Directions for this task
Turn the entries from the line containing "Zoom in on helmet chin" through the line containing "[[0, 0, 360, 126]]" into a JSON list of strings, one string per line, leaving out blank lines.

Input data
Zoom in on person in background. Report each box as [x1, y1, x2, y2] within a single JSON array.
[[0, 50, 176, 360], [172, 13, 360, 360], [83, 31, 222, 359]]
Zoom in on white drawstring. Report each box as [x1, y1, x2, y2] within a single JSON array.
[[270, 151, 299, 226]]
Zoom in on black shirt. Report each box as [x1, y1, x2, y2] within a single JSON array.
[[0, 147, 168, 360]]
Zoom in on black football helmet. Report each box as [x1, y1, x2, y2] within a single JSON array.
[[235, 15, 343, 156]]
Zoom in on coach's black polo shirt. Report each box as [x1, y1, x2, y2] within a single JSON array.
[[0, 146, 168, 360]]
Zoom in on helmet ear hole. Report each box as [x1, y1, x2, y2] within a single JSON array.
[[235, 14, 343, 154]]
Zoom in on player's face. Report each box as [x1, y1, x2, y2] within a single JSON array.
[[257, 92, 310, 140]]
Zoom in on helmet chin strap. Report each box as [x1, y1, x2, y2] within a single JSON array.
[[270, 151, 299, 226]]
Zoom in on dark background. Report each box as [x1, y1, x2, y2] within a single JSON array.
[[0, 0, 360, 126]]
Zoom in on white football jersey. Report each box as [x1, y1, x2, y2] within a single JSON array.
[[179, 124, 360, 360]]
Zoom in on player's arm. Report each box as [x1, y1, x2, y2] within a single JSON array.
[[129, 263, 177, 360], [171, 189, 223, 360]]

--

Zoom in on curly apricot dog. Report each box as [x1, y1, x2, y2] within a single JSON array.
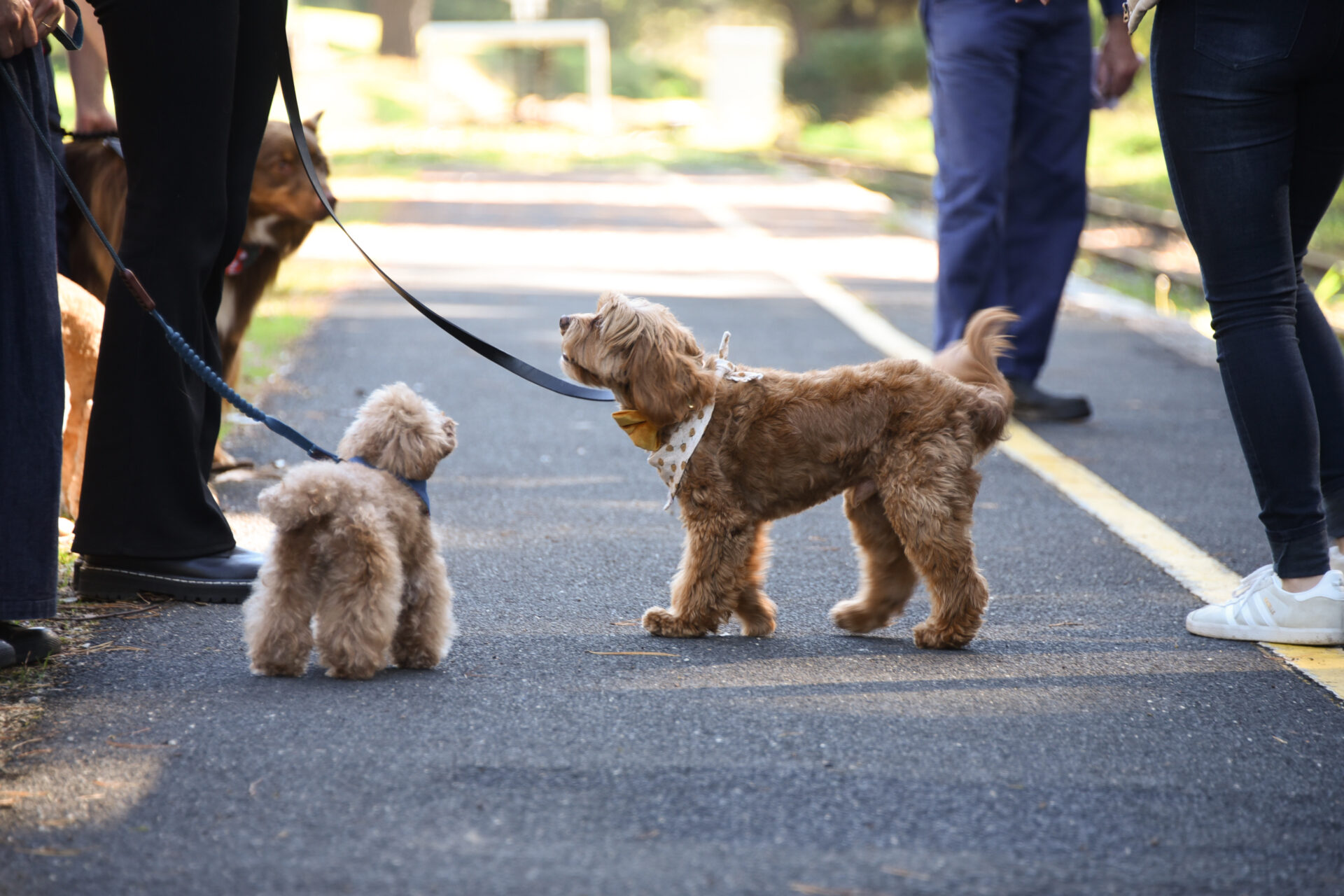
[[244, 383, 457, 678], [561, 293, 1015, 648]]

The output
[
  "Zoom in on helmet chin strap. Report each box as [x1, y1, x2, y2] within a single JSON array.",
  "[[270, 151, 299, 226]]",
  "Zoom in on dark background. Report each box as [x1, y1, x2, y2] within a single JSON array.",
  "[[0, 0, 360, 126]]"
]